◆ TO DO:
Swap "white" for "gray" throughout these lines and write them out again with nothing else changed. Leave the pictures out.

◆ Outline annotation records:
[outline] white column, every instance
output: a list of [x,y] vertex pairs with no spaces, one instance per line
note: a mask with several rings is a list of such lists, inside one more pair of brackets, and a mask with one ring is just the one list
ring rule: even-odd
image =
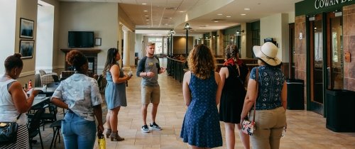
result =
[[[121,55],[122,53],[122,34],[123,34],[123,30],[122,30],[122,26],[124,26],[124,25],[122,24],[119,24],[119,41],[118,41],[118,45],[117,45],[117,49],[119,50],[119,54]],[[122,64],[122,55],[121,55],[121,60],[119,60],[119,64],[121,67],[121,64]]]
[[129,34],[128,30],[124,30],[124,56],[122,60],[124,65],[122,67],[129,67]]

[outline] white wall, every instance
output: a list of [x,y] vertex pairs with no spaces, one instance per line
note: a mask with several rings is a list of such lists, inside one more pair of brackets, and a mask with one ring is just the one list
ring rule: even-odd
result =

◆ FULL OUTPUT:
[outline] gray column, every instance
output: a list of [x,y] vertex pairs with no spaces, one instance per line
note: a mask with several rings is a list of such lists, inside one more pair of brackets, and a mask with one ring is just the one list
ring rule: even-odd
image =
result =
[[[121,55],[122,53],[122,34],[123,34],[123,30],[122,30],[122,26],[124,26],[124,25],[122,24],[119,24],[119,41],[118,41],[118,45],[117,45],[117,49],[119,50],[119,54]],[[122,64],[122,55],[121,55],[121,60],[119,60],[119,64],[121,67],[121,64]]]
[[129,34],[128,30],[124,30],[124,56],[122,60],[124,65],[122,67],[129,67]]

[outline] gray wall, every instance
output: a list of [x,y] vertex pairs with no spaces, one instance per line
note: a mask with several rings is a list of such lists, inside one more pair of brackets, and a mask with one ring is just the one list
ring rule: even-odd
result =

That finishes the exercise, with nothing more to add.